» Short problem: Please rewrite the items below with "hillside" replaced by "slope" and every other word unchanged. Leave the pictures out of your version.

» Given records:
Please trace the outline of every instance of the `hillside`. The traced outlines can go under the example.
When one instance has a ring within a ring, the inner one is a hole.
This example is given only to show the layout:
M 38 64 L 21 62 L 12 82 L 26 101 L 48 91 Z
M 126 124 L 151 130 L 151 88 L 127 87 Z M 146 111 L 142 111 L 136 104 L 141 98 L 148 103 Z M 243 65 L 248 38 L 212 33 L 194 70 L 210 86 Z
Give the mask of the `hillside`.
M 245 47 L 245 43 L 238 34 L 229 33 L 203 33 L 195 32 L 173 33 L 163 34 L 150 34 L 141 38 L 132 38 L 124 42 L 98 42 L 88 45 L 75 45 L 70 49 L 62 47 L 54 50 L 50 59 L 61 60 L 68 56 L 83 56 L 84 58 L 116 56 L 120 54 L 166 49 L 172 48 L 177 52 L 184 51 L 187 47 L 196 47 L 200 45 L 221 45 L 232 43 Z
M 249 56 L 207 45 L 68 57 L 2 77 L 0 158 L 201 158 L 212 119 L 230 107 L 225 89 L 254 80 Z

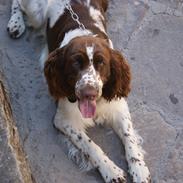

» Result for this task:
Please trace the outline of every instance of the `slope`. The traced outlines can go under the example.
When one instance has a ring within a ring, the inner one is a hole.
This example is given only to show the layout:
M 38 64 L 21 62 L 12 82 L 26 101 L 48 91 Z
M 126 124 L 151 130 L 151 88 L 127 87 Z M 146 111 L 142 111 L 136 104 L 141 98 L 148 103 Z M 243 65 L 248 38 L 212 33 L 194 70 L 210 86 Z
Give the mask of the `slope`.
M 245 47 L 245 43 L 238 34 L 229 33 L 203 33 L 195 32 L 173 33 L 163 34 L 150 34 L 141 38 L 132 38 L 124 42 L 98 42 L 88 45 L 75 45 L 70 49 L 62 47 L 54 50 L 50 59 L 61 60 L 68 56 L 83 56 L 84 58 L 116 56 L 120 54 L 166 49 L 172 48 L 177 52 L 184 51 L 187 47 L 196 47 L 200 45 L 221 45 L 232 43 Z
M 249 56 L 207 45 L 68 57 L 2 77 L 0 158 L 201 158 L 212 119 L 230 107 L 225 89 L 254 80 Z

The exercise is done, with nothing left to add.